SOURCE PASSAGE:
"""

How to Read a Victorian Novel

a somewhat tongue-in-cheek contribution to the How-To Issue Tumblr

First of all, don’t listen to anyone who tells you not to. Middlemarch “kills book clubs”? Please! Unlike some highly-regarded classics, these novels were written to be read–by all of us.

But you do need to be properly equipped.

Bring both your head and your heart: these are books that want you thinking and feeling. While you’re at it, stock up on tissues. You may, like Oscar Wilde, consider yourself too sophisticated to cry at the sentimental bits, but you never know. It might be the tenderness of Silas Marner that gets you, or maybe silly Dora in David Copperfield will surprise you into sniffles–or maybe your downfall will be Mr Harding and his old friend the Bishop in Barchester Towers. If you think you’re immune, start with A Christmas Carol: Dickens has a name for people like you.

Don’t forget your social conscience, either–and maybe your checkbook. These are books that have designs on you, though in many cases they will be aiming at reforming you as much as (or more than) they aim at reforming society, so another useful accessory might be a mirror. If, at the end of the book, you can’t face yourself in it, I bet the book was Vanity Fair.

Post-Its are your friends. That passage that made you laugh or cry–the one you want to read to your friend, or copy into your commonplace book (or your Tumblr)–will rapidly be overwhelmed by all the other passages that make you laugh or cry: don’t lose track of any of them. A pen or pencil for jotting page numbers inside the back cover is handy too. You e-book users can take advantage of all the highlighting and bookmarking features your gadget provides.

Now that you’re properly equipped, your next challenge is time! You’re going to want to read, and read, and read–but modern life sometimes makes that difficult. What’s to be done?

Take the book with you everywhere, that’s what. Bank line-ups, buses, bathrooms, those precious 8 minutes while the pasta boils — you know what to do! A few pages here, a few pages there, and next thing you know, you’re 500 pages in, with only another 200 to go.

Then there’s all the time you’ll save by not watching television. Remember: the most highly-praised shows in recent years are always compared to … Victorian novels! Some of them are straight-up based on them! Just read the originals. They are always better.

"""

SUPPLIED RECORDS:
"""

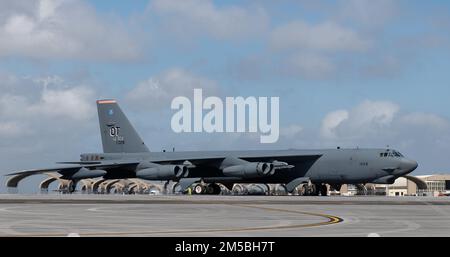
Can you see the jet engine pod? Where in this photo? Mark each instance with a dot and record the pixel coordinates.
(84, 173)
(250, 170)
(163, 172)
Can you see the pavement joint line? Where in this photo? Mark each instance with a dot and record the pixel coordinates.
(331, 220)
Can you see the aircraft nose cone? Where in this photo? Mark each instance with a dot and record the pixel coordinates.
(409, 165)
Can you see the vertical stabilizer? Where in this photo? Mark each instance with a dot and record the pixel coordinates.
(118, 135)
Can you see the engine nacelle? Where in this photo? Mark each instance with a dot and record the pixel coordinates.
(84, 173)
(250, 170)
(154, 171)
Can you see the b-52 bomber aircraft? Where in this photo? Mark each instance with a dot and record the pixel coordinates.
(126, 156)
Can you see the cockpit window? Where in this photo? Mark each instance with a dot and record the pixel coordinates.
(391, 154)
(398, 154)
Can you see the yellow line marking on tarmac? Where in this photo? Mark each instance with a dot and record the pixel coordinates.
(331, 220)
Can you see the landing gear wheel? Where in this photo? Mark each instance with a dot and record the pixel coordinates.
(323, 190)
(72, 186)
(176, 188)
(216, 190)
(199, 189)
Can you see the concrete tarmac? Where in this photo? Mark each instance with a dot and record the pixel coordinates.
(191, 216)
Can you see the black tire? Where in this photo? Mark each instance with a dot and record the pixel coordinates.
(72, 186)
(216, 190)
(323, 190)
(199, 189)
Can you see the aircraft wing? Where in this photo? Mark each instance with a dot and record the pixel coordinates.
(76, 166)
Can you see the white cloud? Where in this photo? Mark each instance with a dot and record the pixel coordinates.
(368, 13)
(291, 131)
(368, 119)
(158, 91)
(332, 121)
(311, 66)
(48, 105)
(426, 119)
(326, 36)
(188, 17)
(62, 29)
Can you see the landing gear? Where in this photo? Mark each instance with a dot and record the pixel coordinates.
(313, 190)
(199, 189)
(72, 186)
(323, 190)
(166, 185)
(207, 189)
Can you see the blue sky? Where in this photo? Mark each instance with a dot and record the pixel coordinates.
(350, 73)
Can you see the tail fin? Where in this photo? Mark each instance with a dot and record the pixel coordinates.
(118, 135)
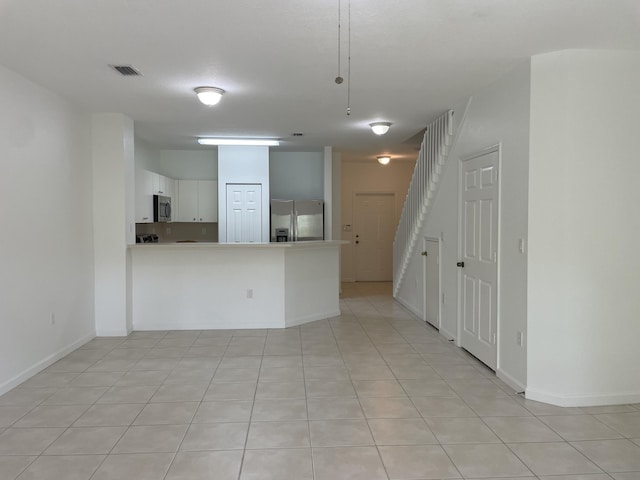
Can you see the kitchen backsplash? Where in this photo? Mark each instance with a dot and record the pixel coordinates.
(177, 231)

"""

WHAT TO WORK ON:
1. According to the guide on reading Victorian novels, which book should you start with if you think you're immune to crying at the sentimental bits?
2. List every line in the entries that contains the string "gear".

FULL ANSWERS:
1. A Christmas Carol

2.
Can you see the landing gear wheel? Where in this photo? Mark each instance with a dot and record the pixel coordinates.
Can you see the landing gear? Where in this photo? Mark each instance with a dot and record the pixel coordinates.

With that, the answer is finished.